## SHORT EXERCISE A
Do the statements below agree with the page on duties in cases of violence or abuse? For each of (i), (ii) and (iii), answer yes or no and quote the page's words that decide it.
(i) The duty to avert criminal acts covers 53 offences, and 18 of them involve violence or abuse.
(ii) A duty of confidentiality takes precedence over the duty to avert a criminal act.
(iii) After an act has been committed, the duty can still apply if reporting could prevent an injury from getting worse.

## PASSAGE TO READ
· · · · ·

Some duties in the event of violence or abuse
If you work with people and encounter violence or abuse, you have various duties to consider. On this page, you can read a little about the duty of confidentiality, the duty to provide information and the duty to avert criminal acts. Remember that the duty to avert a criminal act always takes precedence over a duty of confidentiality.
Duty to avert violence and abuse
According to the Norwegian Penal Code’s provision on averting criminal acts, everyone is obliged “to report or seek to avert by other means a criminal act or the consequences thereof at a time when this is still possible, and it appears certain or most likely that the act has been or will be committed”.
The duty to avert criminal acts applies to 53 different offences, and 18 of these involve violence or abuse. The duty to avert criminal acts applies regardless of any duty of confidentiality.
You can see which violent and sexual offences this applies to here.
Duty to avert consequences and injuries
If the criminal act has already been committed, your duty to avert criminal acts only applies if you consider it certain or most likely that the act will be repeated. You also have this duty if you, by reporting the situation, could prevent serious consequences of the offence, such as the worsening of an injury that has already occurred.

· · · · ·

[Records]
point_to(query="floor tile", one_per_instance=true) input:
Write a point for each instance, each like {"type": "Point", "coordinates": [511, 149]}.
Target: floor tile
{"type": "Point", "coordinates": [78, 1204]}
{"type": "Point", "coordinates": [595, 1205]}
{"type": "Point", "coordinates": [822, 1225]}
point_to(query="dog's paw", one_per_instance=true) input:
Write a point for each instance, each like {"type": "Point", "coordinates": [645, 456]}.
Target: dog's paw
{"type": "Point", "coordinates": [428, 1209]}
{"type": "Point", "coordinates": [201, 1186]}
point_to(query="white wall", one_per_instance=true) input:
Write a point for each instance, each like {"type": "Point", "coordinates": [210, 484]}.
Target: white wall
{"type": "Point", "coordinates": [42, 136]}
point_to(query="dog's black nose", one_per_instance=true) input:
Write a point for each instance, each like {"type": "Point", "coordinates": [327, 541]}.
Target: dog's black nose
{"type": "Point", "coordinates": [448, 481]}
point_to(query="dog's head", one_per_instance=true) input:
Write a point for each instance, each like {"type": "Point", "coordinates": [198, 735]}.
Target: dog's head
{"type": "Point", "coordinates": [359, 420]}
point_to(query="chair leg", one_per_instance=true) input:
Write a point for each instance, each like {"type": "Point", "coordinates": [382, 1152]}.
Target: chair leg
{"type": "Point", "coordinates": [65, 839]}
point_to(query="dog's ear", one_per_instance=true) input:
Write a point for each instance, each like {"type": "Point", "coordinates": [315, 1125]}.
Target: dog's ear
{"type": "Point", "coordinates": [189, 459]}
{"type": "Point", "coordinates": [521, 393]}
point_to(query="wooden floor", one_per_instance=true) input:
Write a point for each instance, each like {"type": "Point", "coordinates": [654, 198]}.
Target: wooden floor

· · · · ·

## SHORT EXERCISE B
Return every line of the records above that contains the word "black", copying each line in full.

## CORRECT RESULT A
(i) Yes: "The duty to avert criminal acts applies to 53 different offences, and 18 of these involve violence or abuse."
(ii) No: "Remember that the duty to avert a criminal act always takes precedence over a duty of confidentiality."
(iii) Yes: "You also have this duty if you, by reporting the situation, could prevent serious consequences of the offence, such as the worsening of an injury that has already occurred."

## CORRECT RESULT B
point_to(query="dog's black nose", one_per_instance=true) input:
Target: dog's black nose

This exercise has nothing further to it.